**Work item A**.
In the passage on Churchill, what share of British oil came from the Middle East in 1938?
**Work item B**.
Please print the Churchill passage word for word, from "Whatever Britain did" up to and including "in the south.".

**Excerpted passage**.
There he was being overoptimistic, if not romantic; and at some level he must have known it. Britain could not conceivably have kept power in Palestine for long enough to ensure that there was lasting fair play between Jew and Arab.

When Churchill became Colonial Secretary in 1921, he was responsible for the greatest empire the world has ever seen, but also one where the financial elastic was already stretched fit to bust. What was his mission, in fulfilling the British mandate in Mesopotamia? Yes, it was partly to secure oil interests—though it is interesting that Middle Eastern oil had not yet acquired its dominance in British strategic thinking. In 1938, 57 per cent of British oil came from America and only 22 per cent from the Middle East.

His main purpose was to cut the costs of patrolling a place that he described—in words that will not endear him to the Iraqi tourist board—as ‘
a score of mud villages sandwiched in between a swampy river and a blistering desert, inhabited by a few hundred half naked families, usually starving’. Why waste infantry on this dump, he said, when they could be in India? So he cut military expenditure, and
decided to rely on the RAF—which could well achieve British objectives by strafing and bombing. This was to lead to some ugly episodes later on, for which he was not directly responsible and which he deplored, when British planes bombed civilians.

He also favoured (that’s right, you guessed it) the use of gas—the very sin for which the world most abominated Saddam Hussein. He was, thankfully, frustrated in this ambition, though he protested: ‘
I can’t understand why it should be thought legitimate to kill people with bullets and barbarism to make them sneeze.’

Whatever Britain did in Mesopotamia, he decided it should be done as cheaply as possible: indeed, he at one stage proposed abandoning Baghdad altogether, and to cut costs to only £8 million a year by restricting the mandate to Basra in the south.

**Supplied entries**.
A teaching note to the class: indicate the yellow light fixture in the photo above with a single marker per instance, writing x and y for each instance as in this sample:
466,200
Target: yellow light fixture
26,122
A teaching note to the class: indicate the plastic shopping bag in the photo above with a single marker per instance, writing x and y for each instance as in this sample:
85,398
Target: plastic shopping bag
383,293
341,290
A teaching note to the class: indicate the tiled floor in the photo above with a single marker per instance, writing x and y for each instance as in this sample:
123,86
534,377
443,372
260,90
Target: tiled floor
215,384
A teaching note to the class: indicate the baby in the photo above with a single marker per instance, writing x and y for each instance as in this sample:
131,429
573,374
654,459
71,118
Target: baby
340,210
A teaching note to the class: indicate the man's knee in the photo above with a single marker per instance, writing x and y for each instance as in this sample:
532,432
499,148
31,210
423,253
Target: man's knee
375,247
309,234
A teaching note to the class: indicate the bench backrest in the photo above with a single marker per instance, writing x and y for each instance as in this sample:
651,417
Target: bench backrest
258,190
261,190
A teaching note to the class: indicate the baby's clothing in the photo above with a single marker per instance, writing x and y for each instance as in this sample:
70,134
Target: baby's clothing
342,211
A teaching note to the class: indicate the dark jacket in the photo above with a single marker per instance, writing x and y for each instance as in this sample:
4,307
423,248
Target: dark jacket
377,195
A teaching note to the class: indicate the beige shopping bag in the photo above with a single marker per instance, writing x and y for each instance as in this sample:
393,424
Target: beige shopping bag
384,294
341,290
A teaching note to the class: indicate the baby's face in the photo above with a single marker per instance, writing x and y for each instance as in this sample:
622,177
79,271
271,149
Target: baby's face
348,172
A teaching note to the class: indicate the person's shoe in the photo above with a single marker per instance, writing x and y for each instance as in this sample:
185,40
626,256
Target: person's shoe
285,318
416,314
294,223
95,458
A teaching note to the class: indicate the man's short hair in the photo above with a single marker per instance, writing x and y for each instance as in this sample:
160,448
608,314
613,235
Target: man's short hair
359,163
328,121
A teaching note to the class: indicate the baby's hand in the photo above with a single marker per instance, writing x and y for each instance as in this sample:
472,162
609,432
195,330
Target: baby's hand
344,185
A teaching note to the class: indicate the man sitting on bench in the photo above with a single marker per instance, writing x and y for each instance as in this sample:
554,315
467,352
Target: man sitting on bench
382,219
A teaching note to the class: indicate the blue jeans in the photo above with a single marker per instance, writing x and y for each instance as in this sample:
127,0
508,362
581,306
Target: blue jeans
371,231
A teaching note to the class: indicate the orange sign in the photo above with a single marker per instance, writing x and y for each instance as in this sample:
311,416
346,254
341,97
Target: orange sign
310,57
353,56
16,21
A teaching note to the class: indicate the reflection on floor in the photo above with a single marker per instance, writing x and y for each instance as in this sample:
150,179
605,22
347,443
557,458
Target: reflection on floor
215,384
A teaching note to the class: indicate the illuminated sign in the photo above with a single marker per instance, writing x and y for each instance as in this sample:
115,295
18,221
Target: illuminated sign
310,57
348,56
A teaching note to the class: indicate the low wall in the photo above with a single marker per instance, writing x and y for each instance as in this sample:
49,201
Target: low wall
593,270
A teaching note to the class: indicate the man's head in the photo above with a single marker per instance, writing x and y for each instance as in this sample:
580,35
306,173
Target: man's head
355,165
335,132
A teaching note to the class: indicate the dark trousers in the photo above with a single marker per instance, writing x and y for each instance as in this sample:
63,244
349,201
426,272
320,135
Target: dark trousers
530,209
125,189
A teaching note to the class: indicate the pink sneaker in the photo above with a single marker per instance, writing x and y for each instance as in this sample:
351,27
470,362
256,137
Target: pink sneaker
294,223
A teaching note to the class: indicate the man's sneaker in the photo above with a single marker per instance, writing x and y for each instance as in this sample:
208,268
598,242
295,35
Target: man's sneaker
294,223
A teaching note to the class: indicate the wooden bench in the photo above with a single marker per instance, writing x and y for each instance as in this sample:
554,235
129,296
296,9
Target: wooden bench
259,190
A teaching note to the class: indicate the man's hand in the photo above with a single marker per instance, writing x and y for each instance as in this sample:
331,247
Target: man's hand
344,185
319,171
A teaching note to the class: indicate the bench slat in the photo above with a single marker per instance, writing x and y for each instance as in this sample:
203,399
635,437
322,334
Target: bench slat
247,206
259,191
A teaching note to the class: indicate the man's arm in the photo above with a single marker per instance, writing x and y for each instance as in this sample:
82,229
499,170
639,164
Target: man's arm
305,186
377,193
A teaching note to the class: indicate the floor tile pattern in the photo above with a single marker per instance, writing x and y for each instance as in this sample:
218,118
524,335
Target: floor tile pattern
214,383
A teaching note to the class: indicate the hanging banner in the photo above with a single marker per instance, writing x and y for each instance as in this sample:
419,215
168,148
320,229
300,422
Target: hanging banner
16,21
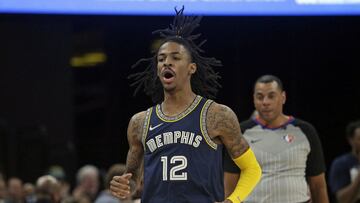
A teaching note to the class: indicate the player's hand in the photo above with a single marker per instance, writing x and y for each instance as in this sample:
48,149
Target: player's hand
120,186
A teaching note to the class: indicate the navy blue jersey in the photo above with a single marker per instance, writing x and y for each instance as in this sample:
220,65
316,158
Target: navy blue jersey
181,162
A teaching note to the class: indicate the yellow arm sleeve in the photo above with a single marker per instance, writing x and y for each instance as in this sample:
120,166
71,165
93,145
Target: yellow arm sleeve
249,177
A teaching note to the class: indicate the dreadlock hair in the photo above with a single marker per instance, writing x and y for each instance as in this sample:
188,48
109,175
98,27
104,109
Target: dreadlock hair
204,81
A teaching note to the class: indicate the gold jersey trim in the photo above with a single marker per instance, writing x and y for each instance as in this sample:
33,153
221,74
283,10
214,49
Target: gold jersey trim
203,127
178,117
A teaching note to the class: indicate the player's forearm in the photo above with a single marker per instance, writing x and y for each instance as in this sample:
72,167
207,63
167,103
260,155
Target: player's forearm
249,177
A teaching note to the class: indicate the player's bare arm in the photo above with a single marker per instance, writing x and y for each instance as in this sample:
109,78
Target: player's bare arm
223,126
123,186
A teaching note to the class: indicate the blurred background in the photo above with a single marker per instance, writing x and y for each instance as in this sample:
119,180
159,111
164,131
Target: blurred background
65,98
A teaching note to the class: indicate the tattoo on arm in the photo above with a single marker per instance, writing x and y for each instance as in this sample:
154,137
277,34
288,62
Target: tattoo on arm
136,151
223,123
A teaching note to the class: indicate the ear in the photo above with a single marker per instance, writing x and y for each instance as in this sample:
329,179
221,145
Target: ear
283,94
192,68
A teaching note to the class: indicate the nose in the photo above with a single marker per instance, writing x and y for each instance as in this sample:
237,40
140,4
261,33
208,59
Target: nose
266,101
167,62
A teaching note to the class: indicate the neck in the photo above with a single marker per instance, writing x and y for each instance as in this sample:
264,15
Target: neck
277,122
176,103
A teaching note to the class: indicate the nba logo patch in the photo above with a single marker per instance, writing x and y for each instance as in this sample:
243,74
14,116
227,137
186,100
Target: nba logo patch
289,138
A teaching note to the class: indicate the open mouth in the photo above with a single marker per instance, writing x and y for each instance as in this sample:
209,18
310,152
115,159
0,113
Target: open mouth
168,74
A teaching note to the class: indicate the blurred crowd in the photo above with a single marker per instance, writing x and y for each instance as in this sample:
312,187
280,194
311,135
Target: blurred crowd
55,188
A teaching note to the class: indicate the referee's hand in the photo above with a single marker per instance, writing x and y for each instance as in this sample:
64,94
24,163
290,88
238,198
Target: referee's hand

**Output A**.
22 percent

**Output B**.
Whatever Britain did in Mesopotamia, he decided it should be done as cheaply as possible: indeed, he at one stage proposed abandoning Baghdad altogether, and to cut costs to only £8 million a year by restricting the mandate to Basra in the south.